-------- Provided data --------

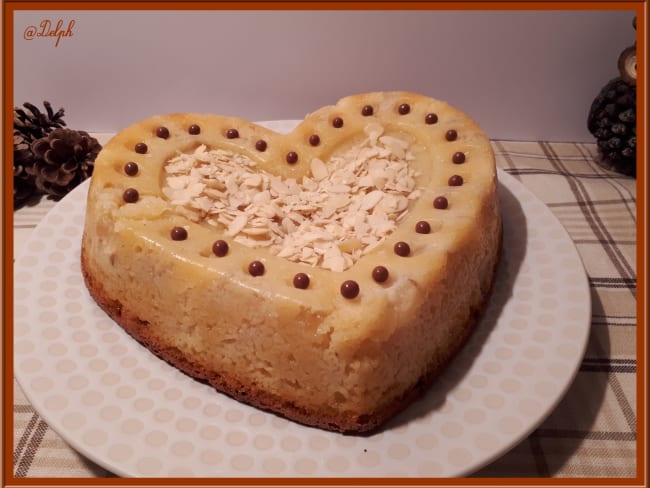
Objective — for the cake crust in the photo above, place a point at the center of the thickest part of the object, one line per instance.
(314, 355)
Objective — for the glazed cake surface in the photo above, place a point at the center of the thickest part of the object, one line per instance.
(327, 275)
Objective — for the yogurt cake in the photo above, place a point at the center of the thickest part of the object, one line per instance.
(327, 275)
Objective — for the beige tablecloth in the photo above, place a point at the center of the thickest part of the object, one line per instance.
(592, 432)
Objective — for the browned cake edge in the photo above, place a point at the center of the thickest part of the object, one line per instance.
(249, 394)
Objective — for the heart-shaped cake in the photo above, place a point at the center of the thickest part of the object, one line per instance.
(327, 275)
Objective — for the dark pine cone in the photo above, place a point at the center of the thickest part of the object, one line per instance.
(612, 121)
(24, 186)
(62, 160)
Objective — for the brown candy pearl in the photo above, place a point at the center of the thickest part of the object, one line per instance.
(458, 158)
(404, 109)
(440, 203)
(380, 274)
(178, 233)
(455, 180)
(301, 280)
(162, 132)
(430, 119)
(451, 135)
(256, 268)
(131, 168)
(367, 110)
(220, 248)
(292, 157)
(350, 289)
(402, 248)
(423, 227)
(130, 195)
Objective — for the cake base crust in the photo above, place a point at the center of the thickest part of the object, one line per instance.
(142, 332)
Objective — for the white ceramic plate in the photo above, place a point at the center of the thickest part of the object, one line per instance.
(135, 415)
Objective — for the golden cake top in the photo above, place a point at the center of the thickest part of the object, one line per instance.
(361, 196)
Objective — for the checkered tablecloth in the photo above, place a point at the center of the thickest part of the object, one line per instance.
(593, 430)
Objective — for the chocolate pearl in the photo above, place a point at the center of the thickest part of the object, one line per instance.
(431, 118)
(131, 168)
(458, 157)
(301, 280)
(380, 274)
(220, 248)
(451, 135)
(402, 248)
(440, 203)
(422, 227)
(292, 157)
(162, 132)
(256, 268)
(455, 180)
(178, 233)
(350, 289)
(130, 195)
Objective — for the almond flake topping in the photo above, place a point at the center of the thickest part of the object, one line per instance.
(341, 211)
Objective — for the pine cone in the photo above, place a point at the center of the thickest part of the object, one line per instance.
(29, 125)
(62, 160)
(612, 121)
(24, 186)
(34, 124)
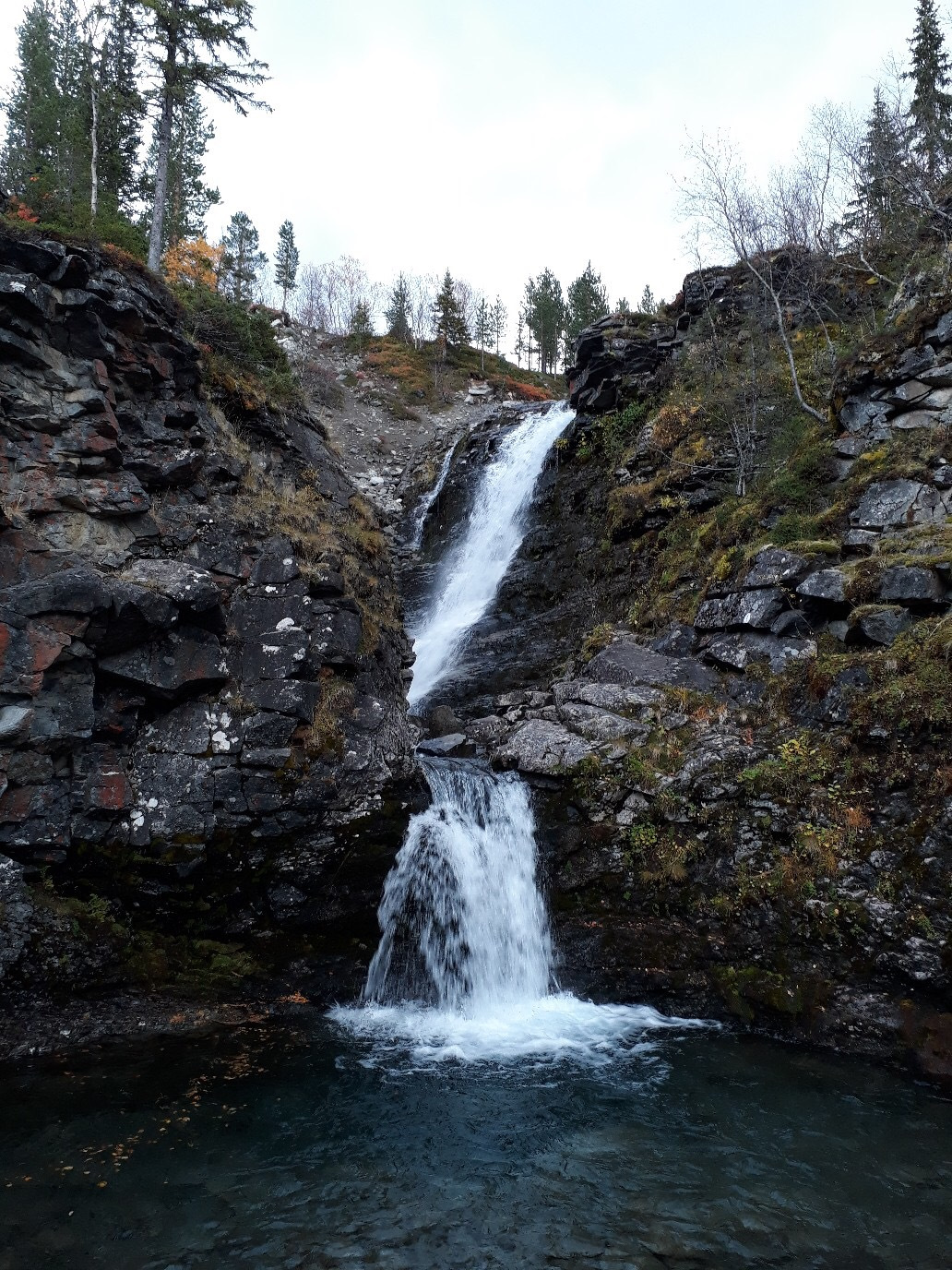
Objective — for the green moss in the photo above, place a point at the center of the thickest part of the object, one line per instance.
(244, 362)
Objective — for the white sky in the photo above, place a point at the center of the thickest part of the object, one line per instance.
(504, 136)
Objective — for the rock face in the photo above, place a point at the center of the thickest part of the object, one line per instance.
(201, 649)
(744, 811)
(617, 360)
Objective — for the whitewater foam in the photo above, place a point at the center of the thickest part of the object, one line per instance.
(475, 568)
(553, 1029)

--------

▶ What needs to be done
Rewrite the lines from the one with "Objective — for the whitewater" through the end of the records, changing "whitewater foam" to "river spray" and keeping everything else the same.

▶ Complete output
Objective — for the river spray in the photo above, place a point at the center of the thickest part of the object, one line per instance.
(475, 568)
(553, 1029)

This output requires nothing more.